━━ Record list ━━
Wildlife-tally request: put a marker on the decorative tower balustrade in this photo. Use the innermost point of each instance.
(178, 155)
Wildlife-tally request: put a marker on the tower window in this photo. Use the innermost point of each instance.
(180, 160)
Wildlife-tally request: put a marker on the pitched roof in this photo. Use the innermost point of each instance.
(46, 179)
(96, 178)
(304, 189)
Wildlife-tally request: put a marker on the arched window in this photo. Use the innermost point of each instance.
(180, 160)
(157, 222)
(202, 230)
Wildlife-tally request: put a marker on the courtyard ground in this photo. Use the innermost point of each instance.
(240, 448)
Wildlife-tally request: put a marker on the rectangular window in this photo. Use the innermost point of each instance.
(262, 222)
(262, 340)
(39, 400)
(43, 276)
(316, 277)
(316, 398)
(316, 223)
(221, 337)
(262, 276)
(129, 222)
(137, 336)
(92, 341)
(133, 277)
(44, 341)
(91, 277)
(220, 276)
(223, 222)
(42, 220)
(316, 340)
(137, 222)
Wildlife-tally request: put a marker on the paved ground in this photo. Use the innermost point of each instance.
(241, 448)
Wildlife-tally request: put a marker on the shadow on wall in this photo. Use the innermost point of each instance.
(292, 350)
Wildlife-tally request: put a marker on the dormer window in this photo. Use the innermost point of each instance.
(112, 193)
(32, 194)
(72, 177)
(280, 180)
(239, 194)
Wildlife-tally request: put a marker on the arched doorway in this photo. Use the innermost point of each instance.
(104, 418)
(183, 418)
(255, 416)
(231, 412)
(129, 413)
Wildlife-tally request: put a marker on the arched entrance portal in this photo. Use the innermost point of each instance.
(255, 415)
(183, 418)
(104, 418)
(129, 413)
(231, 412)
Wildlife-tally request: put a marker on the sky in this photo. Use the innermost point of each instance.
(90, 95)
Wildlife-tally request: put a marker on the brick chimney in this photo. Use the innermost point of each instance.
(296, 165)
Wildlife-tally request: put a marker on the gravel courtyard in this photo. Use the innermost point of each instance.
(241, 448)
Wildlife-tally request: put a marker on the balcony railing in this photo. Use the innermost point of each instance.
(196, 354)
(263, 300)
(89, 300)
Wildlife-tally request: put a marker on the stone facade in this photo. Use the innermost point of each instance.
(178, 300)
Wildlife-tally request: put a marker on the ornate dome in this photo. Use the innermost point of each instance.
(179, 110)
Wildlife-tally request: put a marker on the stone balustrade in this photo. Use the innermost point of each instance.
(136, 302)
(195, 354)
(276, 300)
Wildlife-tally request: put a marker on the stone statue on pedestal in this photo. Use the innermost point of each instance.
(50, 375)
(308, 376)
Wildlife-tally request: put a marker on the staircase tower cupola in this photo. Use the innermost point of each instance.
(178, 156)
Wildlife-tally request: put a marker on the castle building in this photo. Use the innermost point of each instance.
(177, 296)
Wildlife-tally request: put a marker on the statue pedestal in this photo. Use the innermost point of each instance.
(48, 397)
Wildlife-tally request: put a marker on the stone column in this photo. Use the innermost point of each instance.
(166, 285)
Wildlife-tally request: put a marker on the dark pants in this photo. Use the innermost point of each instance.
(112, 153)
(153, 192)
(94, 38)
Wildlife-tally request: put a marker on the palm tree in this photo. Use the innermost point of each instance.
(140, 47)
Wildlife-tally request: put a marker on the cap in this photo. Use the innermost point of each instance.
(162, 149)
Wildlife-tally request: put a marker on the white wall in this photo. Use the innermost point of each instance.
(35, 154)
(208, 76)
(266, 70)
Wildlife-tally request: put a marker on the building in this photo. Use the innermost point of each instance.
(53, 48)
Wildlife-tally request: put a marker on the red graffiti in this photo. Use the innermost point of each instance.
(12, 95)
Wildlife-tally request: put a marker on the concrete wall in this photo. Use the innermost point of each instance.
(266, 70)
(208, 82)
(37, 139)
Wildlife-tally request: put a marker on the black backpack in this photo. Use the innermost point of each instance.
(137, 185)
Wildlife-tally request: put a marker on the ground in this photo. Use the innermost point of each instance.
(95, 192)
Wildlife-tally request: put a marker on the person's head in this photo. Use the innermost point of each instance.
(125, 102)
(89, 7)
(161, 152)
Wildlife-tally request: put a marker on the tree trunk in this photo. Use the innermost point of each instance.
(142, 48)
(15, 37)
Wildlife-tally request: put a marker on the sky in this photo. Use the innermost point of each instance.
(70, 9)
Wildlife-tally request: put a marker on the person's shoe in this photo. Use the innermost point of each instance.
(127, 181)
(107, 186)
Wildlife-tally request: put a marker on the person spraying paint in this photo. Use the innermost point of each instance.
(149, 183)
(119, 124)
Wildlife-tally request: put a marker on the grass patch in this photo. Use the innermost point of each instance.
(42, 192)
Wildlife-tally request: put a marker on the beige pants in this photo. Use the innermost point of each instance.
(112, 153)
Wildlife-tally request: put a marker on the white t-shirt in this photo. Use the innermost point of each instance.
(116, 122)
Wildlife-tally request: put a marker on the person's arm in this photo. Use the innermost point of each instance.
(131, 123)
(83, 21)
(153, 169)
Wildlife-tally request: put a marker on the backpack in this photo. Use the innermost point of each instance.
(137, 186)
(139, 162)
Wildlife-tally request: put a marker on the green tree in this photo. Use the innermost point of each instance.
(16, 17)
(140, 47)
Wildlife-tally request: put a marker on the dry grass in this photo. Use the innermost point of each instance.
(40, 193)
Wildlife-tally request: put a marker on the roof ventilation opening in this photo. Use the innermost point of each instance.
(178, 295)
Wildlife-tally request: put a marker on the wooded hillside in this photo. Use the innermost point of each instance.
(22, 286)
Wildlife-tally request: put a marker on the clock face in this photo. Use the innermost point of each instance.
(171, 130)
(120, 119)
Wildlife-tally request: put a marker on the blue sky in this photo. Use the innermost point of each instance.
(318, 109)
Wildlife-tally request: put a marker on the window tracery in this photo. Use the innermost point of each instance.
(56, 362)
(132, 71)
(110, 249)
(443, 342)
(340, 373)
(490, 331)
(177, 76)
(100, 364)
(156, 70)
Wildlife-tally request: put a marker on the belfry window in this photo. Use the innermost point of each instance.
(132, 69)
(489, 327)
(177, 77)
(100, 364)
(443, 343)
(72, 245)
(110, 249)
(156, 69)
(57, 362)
━━━
= Exercise details =
Lay out the whole listing above as a two-column CSV with the headers label_text and points. Give one row for each line asking for a marker and put every point listed under that line in the second column, with each field in double quotes and any line breaks replaced by spaces.

= Answer for the task =
label_text,points
"Wildlife-tally request: put a marker on the decorative tower balustrade in this photo. Use the innermost point of each instance.","(178, 155)"
"Wildlife-tally request: put a marker on the tower window in this photo. Use the innermost point of each instance.","(180, 160)"
"Wildlife-tally request: put a marker on the pitched roof in this photo. Use the innermost point of each instance.","(46, 179) (96, 178) (304, 189)"
"Wildlife-tally request: put a marker on the arched window in this photo. Use the innermost point of each instance.","(180, 160) (157, 222) (202, 230)"
"Wildlife-tally request: put a marker on the courtyard ground in this photo. Use the innermost point of each instance.","(240, 448)"
"Wildlife-tally request: put a marker on the rectangular window in this photo. Use the innermost point of each instance.","(262, 222) (262, 340) (39, 400) (43, 276) (316, 277) (316, 398) (316, 223) (221, 337) (262, 276) (129, 222) (137, 336) (92, 341) (133, 277) (44, 341) (91, 277) (220, 276) (223, 222) (42, 220) (316, 340) (137, 222)"
"Wildlife-tally request: put a marker on the paved ground in this photo. Use the innermost point of each instance.","(241, 448)"
"Wildlife-tally request: put a marker on the shadow on wall in this photo. Use the innermost point of each instance.","(292, 350)"
"Wildlife-tally request: put a marker on the dormer window in this photo. Use the innermost point of each instance.","(112, 193) (32, 194) (72, 177) (280, 180) (239, 194)"
"Wildlife-tally request: put a marker on the arched doorway in this photo. Use the innermost point of each instance.","(104, 418) (183, 418) (255, 416) (231, 412) (129, 413)"
"Wildlife-tally request: put a marker on the arched entrance portal in this photo. Use the innermost point of each instance.","(255, 415) (183, 418) (104, 418) (129, 413) (231, 412)"
"Wildlife-tally request: put a marker on the sky in this photo. Use the innermost point of each instance.","(90, 95)"
"Wildlife-tally request: put a marker on the brick chimney in this photo. Use the innermost point of each instance.","(296, 165)"
"Wildlife-tally request: put a marker on the gravel courtyard in this photo. Use the innermost point of each instance.","(241, 448)"
"Wildlife-tally request: put a marker on the balcony railing in this photo. Use the innermost point of each instance.","(196, 354) (263, 300) (89, 300)"
"Wildlife-tally request: put a marker on the stone facade in this photo. Use the innermost point of each instance.","(178, 300)"
"Wildlife-tally request: put a marker on the ornate dome in this photo. Use the innermost point of each instance.","(179, 110)"
"Wildlife-tally request: put a marker on the stone balustrade in this photo. Use the innermost point of each instance.","(136, 302) (195, 354) (276, 300)"
"Wildlife-tally request: put a marker on the stone statue on pedestal in this photo. Use the innermost point of each instance.","(50, 375) (308, 376)"
"Wildlife-tally request: put a marker on the staircase tower cupola in this photo. Use the innermost point of each instance.","(178, 156)"
"Wildlife-tally request: put a marker on the castle building in this photo. Use the innermost point of each instance.","(177, 296)"
"Wildlife-tally request: put a marker on the statue pedestal in this photo. Use the innermost point of each instance.","(48, 397)"
"Wildlife-tally request: put a marker on the stone column in this photo. Use the innermost point of each instance.","(166, 285)"
"Wildlife-tally request: put a marker on the dark pants in this photo. Use the innermost point of each instance.","(112, 153) (153, 192) (94, 38)"
"Wildlife-tally request: put a marker on the palm tree in this photo. Use the innermost point of each instance.","(140, 47)"
"Wildlife-tally request: put a marker on the cap in this photo. Use the innermost point of each instance.","(162, 149)"
"Wildlife-tally request: put a marker on the white wall in this photo. Use the innermost point of each instance.","(35, 154) (208, 76) (266, 70)"
"Wildlife-tally request: put a marker on the building in this photo. Use the innermost point of each instance.","(53, 48)"
"Wildlife-tally request: put a marker on the red graffiti in this photo. Use the innermost point of each instance.","(12, 95)"
"Wildlife-tally request: put a marker on the concrete wall in this photo. Use the innermost point of each instance.","(266, 70) (208, 82) (37, 139)"
"Wildlife-tally request: put a marker on the black backpack in this photo. Use the innermost point of each instance.","(137, 185)"
"Wildlife-tally request: put a marker on the ground in this photo. Use the innermost point of each instance.","(95, 192)"
"Wildlife-tally request: put a marker on the person's head in this photo. Use the innermost point of each instance.","(125, 102) (89, 7) (161, 152)"
"Wildlife-tally request: put a marker on the tree trunk in this photo. Use the innermost point of each instance.","(142, 48) (15, 37)"
"Wildlife-tally request: put a marker on the sky in this photo. Use the innermost point of each instance.","(70, 9)"
"Wildlife-tally request: put a marker on the person's shoe in this photo. Use the innermost point of each instance.","(127, 181) (107, 186)"
"Wildlife-tally request: put a marker on the person spraying paint in this photo. Use the innermost point of each instance.","(149, 183) (119, 124)"
"Wildlife-tally request: put a marker on the grass patch in this photo. Use the innermost point of each instance.","(42, 192)"
"Wildlife-tally request: put a marker on the beige pants in this photo. Use the innermost point of each instance.","(112, 153)"
"Wildlife-tally request: put a marker on the white t-shirt in this photo. Use the innermost point of each instance.","(116, 122)"
"Wildlife-tally request: put a marker on the person's arm in this photo. Use the innermost point of each instance.","(131, 123) (83, 21) (153, 169)"
"Wildlife-tally request: put a marker on the backpack in this photo. Use the innermost point of each instance.","(137, 186) (139, 162)"
"Wildlife-tally request: put a marker on the green tree in this photo. Use the innermost point of each instance.","(16, 17) (140, 47)"
"Wildlife-tally request: put a marker on the dry grass in this photo. Use the innermost point of each instance.","(40, 193)"
"Wildlife-tally request: put a marker on the roof ventilation opening in this photo. Use the innermost point of each instance.","(178, 295)"
"Wildlife-tally request: put a marker on the wooded hillside in this photo. Use the innermost point of each instance.","(22, 286)"
"Wildlife-tally request: put a marker on the clock face in this photo. Use the innermost point of each instance.","(171, 130) (120, 119)"
"Wildlife-tally request: put a marker on the blue sky in this photo. Use the innermost point of each instance.","(318, 109)"
"Wildlife-tally request: put a marker on the window tracery in this photo. Use the innermost point of each instance.","(56, 362) (132, 71) (110, 249) (443, 342) (340, 373) (490, 331) (177, 76) (100, 364) (156, 70)"
"Wildlife-tally request: put a marker on the belfry window in this photo. Use the innermost point of each instance.","(132, 69) (489, 327) (177, 77) (100, 364) (443, 343) (72, 245) (110, 249) (156, 69) (57, 362)"